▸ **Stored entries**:

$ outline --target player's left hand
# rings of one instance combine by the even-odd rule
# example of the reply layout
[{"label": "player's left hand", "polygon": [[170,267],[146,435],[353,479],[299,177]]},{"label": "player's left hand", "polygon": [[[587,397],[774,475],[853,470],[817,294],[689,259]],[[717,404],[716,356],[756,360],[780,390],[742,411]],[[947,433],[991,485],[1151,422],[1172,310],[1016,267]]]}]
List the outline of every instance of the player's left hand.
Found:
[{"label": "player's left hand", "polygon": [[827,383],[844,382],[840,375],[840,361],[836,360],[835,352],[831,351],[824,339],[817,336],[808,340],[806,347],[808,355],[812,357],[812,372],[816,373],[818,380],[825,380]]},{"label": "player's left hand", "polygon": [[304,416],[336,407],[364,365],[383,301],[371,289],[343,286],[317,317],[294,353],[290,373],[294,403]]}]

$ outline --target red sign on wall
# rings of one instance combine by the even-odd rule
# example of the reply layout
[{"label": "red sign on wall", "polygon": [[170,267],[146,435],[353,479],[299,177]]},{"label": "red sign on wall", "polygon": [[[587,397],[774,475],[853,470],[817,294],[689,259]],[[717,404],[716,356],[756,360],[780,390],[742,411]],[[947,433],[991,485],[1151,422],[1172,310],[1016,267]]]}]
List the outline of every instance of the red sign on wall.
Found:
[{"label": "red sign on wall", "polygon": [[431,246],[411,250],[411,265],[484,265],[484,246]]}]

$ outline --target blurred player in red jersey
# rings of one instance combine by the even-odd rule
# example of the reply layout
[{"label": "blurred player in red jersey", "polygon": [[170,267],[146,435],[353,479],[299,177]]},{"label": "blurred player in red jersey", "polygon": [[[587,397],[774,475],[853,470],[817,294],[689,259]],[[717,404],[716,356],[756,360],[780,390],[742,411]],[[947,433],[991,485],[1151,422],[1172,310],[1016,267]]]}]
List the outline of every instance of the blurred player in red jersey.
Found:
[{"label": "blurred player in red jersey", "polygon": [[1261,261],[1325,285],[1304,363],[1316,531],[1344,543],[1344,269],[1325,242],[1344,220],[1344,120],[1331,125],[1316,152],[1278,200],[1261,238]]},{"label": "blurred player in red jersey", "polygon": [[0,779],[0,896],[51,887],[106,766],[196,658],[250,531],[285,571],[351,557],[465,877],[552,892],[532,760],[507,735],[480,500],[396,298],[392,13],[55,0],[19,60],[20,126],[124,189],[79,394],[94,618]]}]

▸ **Your instructions**: Render the material above as a numbered list with one line per item, and drop the blank lines.

▸ **Solution to this exercise**:
1. $ outline --target player's left hand
2. # rings of one instance combine by the even-odd rule
3. # example of the reply layout
4. [{"label": "player's left hand", "polygon": [[170,267],[146,435],[353,479],[299,177]]},{"label": "player's left hand", "polygon": [[[587,397],[774,475],[853,470],[817,294],[689,259]],[[717,404],[716,356],[756,360],[780,390],[742,411]],[[947,433],[991,485],[1151,422],[1172,310],[1016,267]]]}]
5. List the outline of every instance of the player's left hand.
6. Found:
7. [{"label": "player's left hand", "polygon": [[827,383],[844,382],[840,375],[840,361],[836,360],[835,352],[831,351],[824,339],[817,336],[808,340],[806,347],[808,355],[812,357],[812,372],[816,373],[818,380],[825,380]]},{"label": "player's left hand", "polygon": [[304,416],[336,407],[364,365],[383,301],[371,289],[343,286],[317,317],[294,353],[290,373],[294,403]]}]
8. $ outline --target red sign on wall
9. # rings of one instance combine by the even-odd rule
10. # example of the reply layout
11. [{"label": "red sign on wall", "polygon": [[170,267],[146,435],[353,479],[299,177]]},{"label": "red sign on wall", "polygon": [[[587,397],[774,475],[853,470],[817,294],[689,259]],[[717,404],[716,356],[756,360],[780,390],[742,411]],[[947,433],[991,485],[1151,422],[1172,310],[1016,267]]]}]
12. List the outline of every instance of the red sign on wall.
13. Found:
14. [{"label": "red sign on wall", "polygon": [[431,246],[411,250],[411,265],[484,265],[484,246]]}]
15. $ outline --target blurred player in red jersey
16. # rings of one instance combine by the even-odd rule
17. # example of the reply layout
18. [{"label": "blurred player in red jersey", "polygon": [[170,267],[146,435],[353,479],[299,177]]},{"label": "blurred player in red jersey", "polygon": [[[587,397],[774,475],[853,470],[817,294],[689,259]],[[717,404],[716,356],[756,360],[780,390],[742,411]],[[947,433],[991,485],[1151,422],[1172,310],[1016,267]]]}]
19. List the outline of every instance of the blurred player in red jersey.
20. Found:
21. [{"label": "blurred player in red jersey", "polygon": [[1261,261],[1325,285],[1304,363],[1316,531],[1344,543],[1344,269],[1325,242],[1344,220],[1344,120],[1331,125],[1316,152],[1278,200],[1261,238]]},{"label": "blurred player in red jersey", "polygon": [[0,779],[0,896],[51,887],[106,766],[196,658],[250,531],[285,571],[351,557],[465,877],[552,892],[532,760],[507,735],[480,500],[396,298],[392,13],[55,0],[19,60],[20,126],[124,189],[79,394],[94,618]]}]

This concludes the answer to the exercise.